EXERCISE TASK
Update the records below by changing "leg" to "foot" and leaving everything else unchanged.

AVAILABLE DATA
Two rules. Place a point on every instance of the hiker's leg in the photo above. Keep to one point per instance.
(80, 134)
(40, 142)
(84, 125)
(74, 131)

THE ANSWER
Two rules. Place a point on every instance of the hiker's foot in the photo above. Keep to one point per instance.
(80, 134)
(40, 142)
(84, 125)
(74, 131)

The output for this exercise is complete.